▶ _DIRECTIVES_
1) Transcribe the blog post on widowhood and single parenting from "Thinking. Thinking. And" up to and including "to help out.".
2) Using the blog post on widowhood and single parenting, say whether each statement agrees with it, answering yes or no and quoting the words that decide it: (a) The writer's playgroup is called the 'Wonderful and Wacky Widows'. (b) Bringing things into the house from the car still takes the writer a single trip. (c) David cared a great deal about efficiency.

▶ _TEXT SECTION_
▬▬▬▬▬▬

Saturday, August 01, 2009

Thinking. Thinking. And more thinking…

I have been thinking about this a lot lately. Widowhood. Single parenting. Widowhood and single parenting. Everything is so much more complex now. Things take a bit more effort. Life takes a bit more effort.

What once was one trip into the house with crap from the car, now takes me 2 or 3. Getting ready takes longer, as there is no one to divert the little man when he wants my attention. Cooking, cleaning, and basically everything requires a bit more effort. There is no longer that second pair of hands to help out.

I am learning out of necessity to juggle about ten things at once these days. I no longer have that live in person to hand Alec off to if I have a headache, or bills or the flu. But I have not in some time, really. I just muddle through as best I can, learning how to make the best use of my time. Becoming more efficient. David would be proud. He was always about efficiency and now I too am learning how important it is and imperative to survival these days. Becoming more efficient with the day-to-day crap. Leaving more time to play. To live. To do the things that really matter in life.

I am finding my way in this new role. A few of the ladies from my ‘Wonderful and Wacky Widows’ playgroup (And yes sadly there are enough of us that we actually have our own playgroup) were just talking about this the other day. How despite everything we have gone through. Everything our children have experienced. We are doing more than ok and our children are astonishingly well balanced despite everything they have had to go through in their short time on this rock. We are all doing it. Getting through the days. And I find we are no longer just merely surviving the days. We are moving on. Piecing our lives back together. Finding our way. Finding love. Finding hope.

Not to say it is not hard some days. Some days are beyond brutal. And some I feel weary and beaten down. And some I cry. But I get through those moments and at the end of the day think to myself. Damn. I did it. I never would have thought I could have, but I did.

▬▬▬▬▬▬

▶ _PROVIDED DATA_

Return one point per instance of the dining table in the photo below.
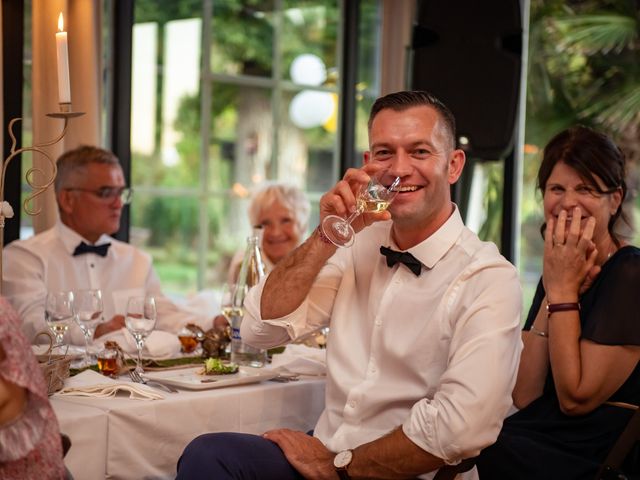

▬▬▬▬▬▬

▶ _EXPECTED RESPONSES_
1)
Thinking. Thinking. And more thinking…

I have been thinking about this a lot lately. Widowhood. Single parenting. Widowhood and single parenting. Everything is so much more complex now. Things take a bit more effort. Life takes a bit more effort.

What once was one trip into the house with crap from the car, now takes me 2 or 3. Getting ready takes longer, as there is no one to divert the little man when he wants my attention. Cooking, cleaning, and basically everything requires a bit more effort. There is no longer that second pair of hands to help out.

2)
(a) Yes: "my ‘Wonderful and Wacky Widows’ playgroup"
(b) No: "What once was one trip into the house with crap from the car, now takes me 2 or 3."
(c) Yes: "He was always about efficiency"